Um hier eigenmächtig wichtige Entscheidungen treffen zu können, kommt es manchmal zu Überlegungen, das Sorgerecht auf die betreuende Oma oder den Opa zu übertragen. Hier reicht jedoch eine sogenannte Sorgerechtsvollmacht aus, die vom sorgeberechtigten Elternteil an einen oder beide Großeltern ausgestellt wird.

Wie steht es um das Adoptionsrecht für Großeltern?

Die Voraussetzungen dafür, dass Großeltern ihre Enkel adoptieren, unterscheiden sich im Hinblick auf die zur Übertragung des Sorgerechts. Während die Eltern eines zu adoptierenden Kindes bei einer Adoption durch Oma und Opa schon verstorben sein müssen, können sie im Zuge von Sorgerechtsübertragungen oder Pflegschaft durchaus noch lebendig sein.

 Meist sind sie dann jedoch nicht willens oder in der Lage, sich um ihre eigenen Kinder zu kümmern, sodass es zur Adoption durch die Eltern eines der Elternteile kommt.

Und wenn Großeltern der reine Umgang mit Enkeln verwehrt bleibt?

Noch häufiger als zum Sorgerecht diskutieren Familien und Entscheidungsträger die Frage nach dem Umgang, also ganz normalen Besuchen der Großeltern bei ihren Enkeln. Die Initiative BIGE (Bundesinitiative Großeltern) setzt sich dafür ein, dass der Kontakt der Generationen innerhalb einer Familie nicht abbricht. Trennung und Scheidung sind dabei nicht die einzigen traurigen Anlässe - auch der Tod eines Elternteils mit anschließendem Kontaktabbruch des verwitweten Partners gegenüber den Schwiegereltern, oder auch Streitigkeiten um Erbanteile, gehören dazu.

 

Die BIGE wurde im Jahr 2002 gegründet,  ist in einigen Bundesländern (in NRW in Köln und Euskirchen) mit Ansprechpartnern vertreten und in anderen mit Vernetzungspartnern. Großeltern, denen der Umgang mit ihren Enkeln verwehrt bleibt, finden durch Treffen von Gleichgesinnten Halt und Zuspruch in ihrer Situation. Ansprechpartnerinnen wie Annemie Wittgen, die seit 2014 schon dabei ist, geben ihre Erfahrungen an andere Großeltern weiter.

 

„Es tut gut zu wissen, dass man nicht alleine ist“, sagt Annemie Wittgen, die auch im Vorstand der BIGE arbeitet. Über ihre Lage zu sprechen, helfe vielen Großmüttern und –vätern bereits etwas. Zu den von ihr organisierten Treffen lädt die BIGE mitunter auch schon mal Fachleute ein. So haben schon Mediatoren, Psychologen und Anwälte mit betroffenen Großeltern gesprochen.

- - -

_Aufgabenbeschreibung_
In welchem Jahr wurde die BIGE laut dem Text über Großeltern und ihre Enkel gegründet? Die Daten werden für die Bearbeitung nicht gebraucht.

_Angezeigte Daten_
- - -

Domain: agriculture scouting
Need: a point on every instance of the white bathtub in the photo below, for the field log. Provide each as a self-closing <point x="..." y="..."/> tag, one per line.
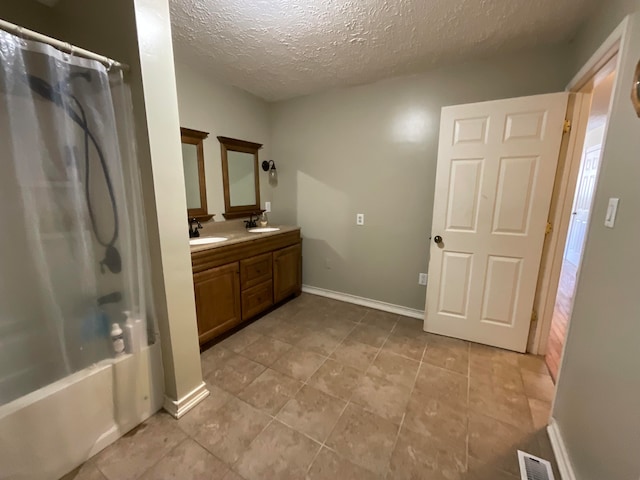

- - -

_Vollständige Antwort_
Im Jahr 2002.